**What is being asked**: Write out the listing in full, matching it word for word.

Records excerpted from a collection
#####
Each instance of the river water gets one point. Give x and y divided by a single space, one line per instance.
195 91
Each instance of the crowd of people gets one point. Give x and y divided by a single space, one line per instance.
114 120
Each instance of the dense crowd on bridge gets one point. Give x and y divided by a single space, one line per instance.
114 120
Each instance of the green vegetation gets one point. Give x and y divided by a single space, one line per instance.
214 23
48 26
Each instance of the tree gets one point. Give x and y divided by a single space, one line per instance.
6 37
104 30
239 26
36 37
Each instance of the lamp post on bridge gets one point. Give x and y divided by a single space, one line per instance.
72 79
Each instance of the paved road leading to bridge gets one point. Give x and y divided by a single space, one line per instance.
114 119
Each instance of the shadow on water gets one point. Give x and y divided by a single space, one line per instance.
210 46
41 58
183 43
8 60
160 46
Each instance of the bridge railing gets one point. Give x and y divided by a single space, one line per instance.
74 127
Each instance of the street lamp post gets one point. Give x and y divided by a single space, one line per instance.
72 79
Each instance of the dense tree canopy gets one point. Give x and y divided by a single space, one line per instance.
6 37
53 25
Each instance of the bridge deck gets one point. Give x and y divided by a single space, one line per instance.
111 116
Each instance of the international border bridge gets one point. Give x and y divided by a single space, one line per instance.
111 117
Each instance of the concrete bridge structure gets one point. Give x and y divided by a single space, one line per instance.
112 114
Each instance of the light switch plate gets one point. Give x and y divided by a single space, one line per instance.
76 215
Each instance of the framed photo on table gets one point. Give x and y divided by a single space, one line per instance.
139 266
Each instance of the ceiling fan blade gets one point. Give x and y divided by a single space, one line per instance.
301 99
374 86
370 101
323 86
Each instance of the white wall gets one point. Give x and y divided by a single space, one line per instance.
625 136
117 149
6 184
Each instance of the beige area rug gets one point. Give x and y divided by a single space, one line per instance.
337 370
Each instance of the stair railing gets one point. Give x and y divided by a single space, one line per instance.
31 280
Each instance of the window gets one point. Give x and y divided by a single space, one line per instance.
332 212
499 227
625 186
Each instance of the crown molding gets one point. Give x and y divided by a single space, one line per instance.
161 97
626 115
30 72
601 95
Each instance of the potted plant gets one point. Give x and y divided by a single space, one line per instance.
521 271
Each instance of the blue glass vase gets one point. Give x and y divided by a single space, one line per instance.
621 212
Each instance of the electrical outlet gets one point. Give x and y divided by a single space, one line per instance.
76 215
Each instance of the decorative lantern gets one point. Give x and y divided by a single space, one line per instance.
#####
**Solution**:
Each instance of the river water gets one point. Give x and y divided by a single space, one line per instance.
195 91
Each instance of the crowd of people gets one point. Give x and y divided by a single space, one line per instance.
114 120
Each instance of the dense crowd on bridge gets one point. Give x and y divided by a single space, one line per instance.
114 120
Each instance of the green vegetation gets one point. Give x and y divided by a single space, one line per instance.
214 23
48 26
Each instance of the tree gets one point. Give x and y divided by a single space, one line per instance.
6 37
104 30
239 26
36 37
Each instance of the lamp post on bridge gets one point. Give x and y divided by a single space, one line per instance.
72 79
Each instance of the paved road leading to bridge gets one point. Give x and y divided by a single space, one line per instance.
114 119
Each instance of the shadow on water gets one point. Give x and y divided by a single space, one line per instance.
210 46
41 58
183 43
8 60
160 46
Each instance of the bridge railing gets one point. Give x and y divided by a single space, one line per instance.
74 127
Each instance of the street lamp post gets one point. Give x and y divided by a single space, one line per instance.
72 79
Each instance of the dense tree canopy gets one point. Give x and y divided by a single space, one line per instance.
6 37
53 25
Each instance of the bridge deck gets one point. Give x and y divided by a single space, one line per instance.
111 116
Each instance of the international border bridge gets one point. Give x and y divided by a single space, one line per instance.
111 117
Each instance of the concrete bridge structure gets one point. Give x and y divided by a single space, one line per instance.
112 114
Each instance of the light switch plate gets one point. Give x and y divided by a single space, one line per instance.
76 215
Each instance of the framed photo on table gets one point. Give x and y divided by a single space, one line per instance.
139 266
Each instance of the ceiling fan blade gets one point. Give x and y divided by a single space, one line per instance.
301 99
374 86
370 101
323 86
Each instance of the white wall gets one point. Give x and y divided by a single space, one line per instance.
625 136
117 149
6 184
Each instance of the beige area rug gets one point. Give x and y divided by a single space, one line per instance.
337 370
Each instance of the stair railing gets one point. Give x and y divided by a single space, one line per instance.
31 280
Each instance of the window gets one point. Give x and y divided by a single space, one line per instance.
332 212
499 227
625 186
Each instance of the crown molding gets one point. Give x and y divided by a single space, one line per instance.
161 97
626 115
30 72
601 95
Each instance of the potted plant gets one point. Give x and y divided by a single space, one line per instance.
521 271
Each instance of the blue glass vase gets one point. Give x and y divided by a single space, one line per instance.
621 212
Each instance of the electrical outlet gets one point. Give x and y divided by a single space, one line per instance.
76 215
Each instance of the decorative lantern gets one point. Give x and y divided by a single space, one line per instance.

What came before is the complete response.